(Natural language region descriptions)
* * * * * * *
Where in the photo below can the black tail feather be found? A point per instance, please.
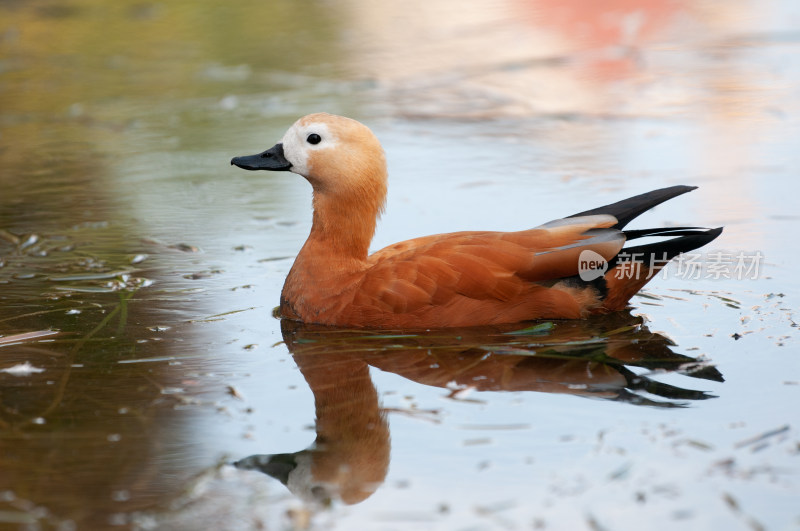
(687, 240)
(628, 209)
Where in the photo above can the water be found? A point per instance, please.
(124, 229)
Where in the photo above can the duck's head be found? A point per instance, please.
(339, 156)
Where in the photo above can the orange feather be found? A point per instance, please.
(446, 280)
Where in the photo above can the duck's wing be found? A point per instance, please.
(445, 269)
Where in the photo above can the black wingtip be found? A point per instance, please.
(628, 209)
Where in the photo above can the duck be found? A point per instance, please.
(568, 268)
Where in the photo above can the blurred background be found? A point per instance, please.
(125, 232)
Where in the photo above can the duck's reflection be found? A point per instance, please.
(350, 456)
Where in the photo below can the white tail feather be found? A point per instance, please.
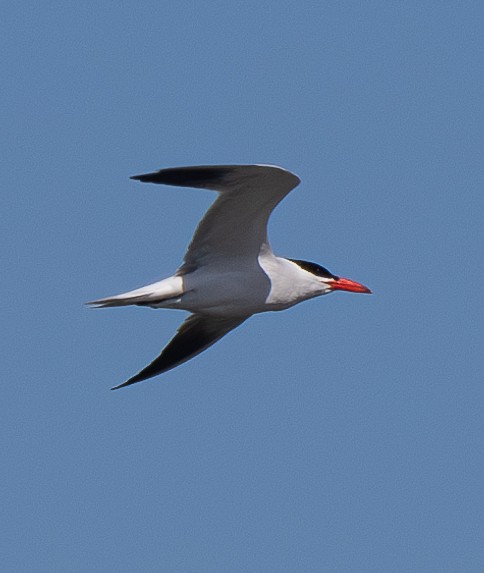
(150, 294)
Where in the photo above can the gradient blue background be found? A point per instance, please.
(345, 434)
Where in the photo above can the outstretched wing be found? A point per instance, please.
(195, 335)
(236, 224)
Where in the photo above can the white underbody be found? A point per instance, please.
(242, 288)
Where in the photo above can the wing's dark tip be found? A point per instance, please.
(132, 380)
(201, 176)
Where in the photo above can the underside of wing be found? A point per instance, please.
(195, 335)
(236, 223)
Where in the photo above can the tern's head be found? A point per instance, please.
(330, 282)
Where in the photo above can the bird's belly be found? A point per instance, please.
(225, 294)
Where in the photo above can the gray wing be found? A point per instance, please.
(195, 335)
(236, 224)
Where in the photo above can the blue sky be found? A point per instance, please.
(342, 435)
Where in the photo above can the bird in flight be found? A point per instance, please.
(229, 271)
* * * * * * *
Copy the line containing "Where in the photo above can the wing's" and every line after it, through the last line of the records. Include nothing else.

▶ Result of the exercise:
Where in the photo above can the wing's dark tip be found? A point per instance, please.
(132, 380)
(201, 176)
Where in the photo above can the underside of wing be found? A point per instance, please.
(195, 335)
(236, 223)
Where in the photo above can the tern's head be found? A point per instance, please.
(330, 282)
Where in the photo above can the bird's belly be found? A point per instance, please.
(225, 294)
Where in the photo above can the gray wing be found? A point per instance, please.
(195, 335)
(236, 224)
Where in the photo above can the blue sky be found? A point per instance, please.
(342, 435)
Where in the photo above can the bird in flight be found? A point per instance, please.
(229, 271)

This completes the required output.